Updated: Feb 1, 2022

Seldom do you come across a non-fiction book that is so easygoing and simple, and yet has such an astounding impact on the reader. This makes sense, however, as Mr. Gates has never been someone to indulge in the practice of using unnecessary scientific jargon. He is primarily, after all, a software engineer.

The book begins by laying out the basic science behind climate change by giving the analogy of a car parked in sunlight. Just like how the car traps the heat of the sun and heats itself up, the excess greenhouse gases trap excess heat from the sun in the atmosphere and heat the atmosphere up.

As Mr. Gates has emphasised it excessively, and as the numbers prove it with little uncertainty, we need to get to zero net emissions to avoid a climate disaster.

We have come to rely on fossil fuels for most of our activities, from generating energy and making things to traveling and producing food. Mr. Gates tries to drive home the point that, just like we are a carbon-based life form, our society is a carbon-based social structure. Most of the milestones we have achieved as a species, from food security to better healthcare, have been made possible by fossil fuels. Not only do we need products that are primarily made from fossil fuels, which encompasses almost everything, but we also need more of it in the future. As the global population grows and gets richer, they are going to need more food, more buildings to live in and more cars to travel in. It would be unrealistic, as well as unethical for us to deny the poor to take steps to improve their quality of life. So how do we solve the problem of climate change? How do we avoid a climate disaster?

============

▸ **Required work**
Go on with the review of the climate change book, picking up right after its last sentence. None of the items is needed for this work.

============

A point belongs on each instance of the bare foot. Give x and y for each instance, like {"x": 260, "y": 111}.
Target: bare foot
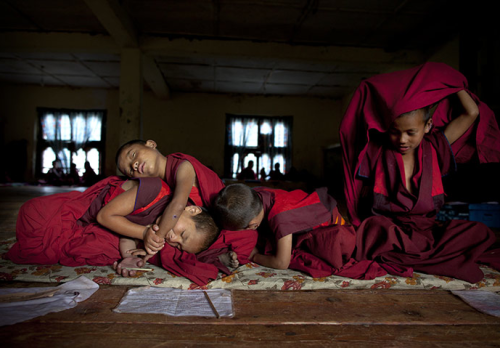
{"x": 229, "y": 260}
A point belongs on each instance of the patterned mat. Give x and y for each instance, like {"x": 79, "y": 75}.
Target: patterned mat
{"x": 246, "y": 277}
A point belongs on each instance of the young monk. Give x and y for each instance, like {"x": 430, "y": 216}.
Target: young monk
{"x": 183, "y": 173}
{"x": 395, "y": 155}
{"x": 75, "y": 229}
{"x": 296, "y": 230}
{"x": 192, "y": 183}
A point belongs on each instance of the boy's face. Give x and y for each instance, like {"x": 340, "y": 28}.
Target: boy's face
{"x": 184, "y": 236}
{"x": 140, "y": 161}
{"x": 256, "y": 221}
{"x": 408, "y": 130}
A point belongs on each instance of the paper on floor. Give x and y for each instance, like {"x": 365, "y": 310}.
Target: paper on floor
{"x": 66, "y": 296}
{"x": 177, "y": 302}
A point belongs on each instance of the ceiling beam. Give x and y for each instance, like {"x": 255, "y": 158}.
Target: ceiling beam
{"x": 115, "y": 20}
{"x": 154, "y": 78}
{"x": 119, "y": 25}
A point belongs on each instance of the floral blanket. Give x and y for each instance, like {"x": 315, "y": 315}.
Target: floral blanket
{"x": 246, "y": 277}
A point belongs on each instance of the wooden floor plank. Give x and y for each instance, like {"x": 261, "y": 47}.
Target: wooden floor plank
{"x": 320, "y": 307}
{"x": 339, "y": 318}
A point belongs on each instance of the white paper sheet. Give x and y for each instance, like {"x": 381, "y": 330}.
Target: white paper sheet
{"x": 176, "y": 302}
{"x": 484, "y": 301}
{"x": 67, "y": 296}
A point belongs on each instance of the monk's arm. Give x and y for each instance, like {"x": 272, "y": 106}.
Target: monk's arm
{"x": 127, "y": 245}
{"x": 282, "y": 258}
{"x": 459, "y": 125}
{"x": 112, "y": 215}
{"x": 185, "y": 179}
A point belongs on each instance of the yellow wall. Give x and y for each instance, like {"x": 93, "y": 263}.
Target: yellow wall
{"x": 189, "y": 123}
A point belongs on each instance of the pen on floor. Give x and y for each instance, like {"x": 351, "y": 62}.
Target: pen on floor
{"x": 211, "y": 304}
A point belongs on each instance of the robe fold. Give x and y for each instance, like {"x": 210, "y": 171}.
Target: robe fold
{"x": 322, "y": 243}
{"x": 394, "y": 226}
{"x": 62, "y": 228}
{"x": 209, "y": 183}
{"x": 380, "y": 99}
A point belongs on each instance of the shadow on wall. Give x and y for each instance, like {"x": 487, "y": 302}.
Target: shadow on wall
{"x": 14, "y": 163}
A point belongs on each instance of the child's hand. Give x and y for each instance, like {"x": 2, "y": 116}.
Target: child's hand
{"x": 128, "y": 262}
{"x": 153, "y": 243}
{"x": 229, "y": 259}
{"x": 254, "y": 252}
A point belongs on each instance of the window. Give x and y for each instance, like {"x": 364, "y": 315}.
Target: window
{"x": 71, "y": 136}
{"x": 263, "y": 140}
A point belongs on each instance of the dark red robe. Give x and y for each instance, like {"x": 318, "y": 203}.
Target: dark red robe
{"x": 62, "y": 228}
{"x": 380, "y": 99}
{"x": 322, "y": 244}
{"x": 402, "y": 229}
{"x": 209, "y": 183}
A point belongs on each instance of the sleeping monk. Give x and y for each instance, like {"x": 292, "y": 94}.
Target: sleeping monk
{"x": 296, "y": 230}
{"x": 63, "y": 228}
{"x": 395, "y": 154}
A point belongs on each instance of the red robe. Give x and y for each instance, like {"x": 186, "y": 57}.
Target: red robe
{"x": 209, "y": 183}
{"x": 62, "y": 228}
{"x": 322, "y": 243}
{"x": 402, "y": 230}
{"x": 380, "y": 99}
{"x": 204, "y": 266}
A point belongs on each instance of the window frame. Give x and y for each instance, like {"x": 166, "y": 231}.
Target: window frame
{"x": 42, "y": 144}
{"x": 230, "y": 150}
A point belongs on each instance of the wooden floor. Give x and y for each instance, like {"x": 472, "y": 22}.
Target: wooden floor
{"x": 343, "y": 318}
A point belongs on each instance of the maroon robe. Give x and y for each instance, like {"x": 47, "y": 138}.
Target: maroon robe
{"x": 381, "y": 98}
{"x": 402, "y": 229}
{"x": 209, "y": 183}
{"x": 49, "y": 229}
{"x": 322, "y": 244}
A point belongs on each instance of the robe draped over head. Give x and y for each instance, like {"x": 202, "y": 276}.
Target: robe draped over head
{"x": 322, "y": 243}
{"x": 209, "y": 183}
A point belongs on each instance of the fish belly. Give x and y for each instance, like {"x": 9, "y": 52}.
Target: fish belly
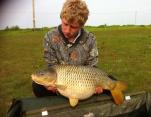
{"x": 78, "y": 84}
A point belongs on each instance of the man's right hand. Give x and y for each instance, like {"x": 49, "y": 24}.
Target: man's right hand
{"x": 52, "y": 89}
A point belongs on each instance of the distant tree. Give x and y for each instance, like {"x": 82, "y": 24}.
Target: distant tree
{"x": 14, "y": 28}
{"x": 7, "y": 28}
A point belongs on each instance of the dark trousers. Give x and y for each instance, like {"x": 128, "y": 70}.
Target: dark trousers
{"x": 41, "y": 91}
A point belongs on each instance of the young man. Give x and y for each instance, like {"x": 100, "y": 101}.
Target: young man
{"x": 69, "y": 43}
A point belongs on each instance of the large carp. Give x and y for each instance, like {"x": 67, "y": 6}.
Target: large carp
{"x": 79, "y": 82}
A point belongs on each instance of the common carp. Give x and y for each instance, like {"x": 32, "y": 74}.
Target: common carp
{"x": 79, "y": 82}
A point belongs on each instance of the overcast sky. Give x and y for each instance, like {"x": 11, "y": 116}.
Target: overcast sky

============

▸ **Expected answer**
Mr. Gates begins by showing us what percentage of total greenhouse emissions are made for different purposes like making electricity (27%), making materials like cement, steel, and plastic (31%), growing food (19%), and moving around (16%). Then, the reader is introduced to the concept of green premiums, that is the net cost difference if one were to replace fossil fuels with a clean energy source. For the activities for which a carbon-free method does not exist yet (there are many), the Green Premium is calculated as the cost of directly capturing the greenhouse gases released by the activity, during the process, or directly from the atmosphere (Direct Air Capture).

For each activity, the author calculates the current Green Premiums, and what innovations can bring these premiums down so that the technology is by and large affordable for everyone.

The sections for different activities make for an interesting read, not only as one gets to explore the different technological breakthroughs that may be on the way, but also because they trace the entire spectrum of our way of life.

Mr. Gates does not refrain from talking about a very controversial but powerful source of energy and leaves little ambiguity about his position on the debate about nuclear energy.

He writes,

“Imagine if everyone had gotten together one day and said, “Hey, cars are killing people. They’re dangerous. Let’s stop driving and give up these automobiles. That would be ridiculous, of course.”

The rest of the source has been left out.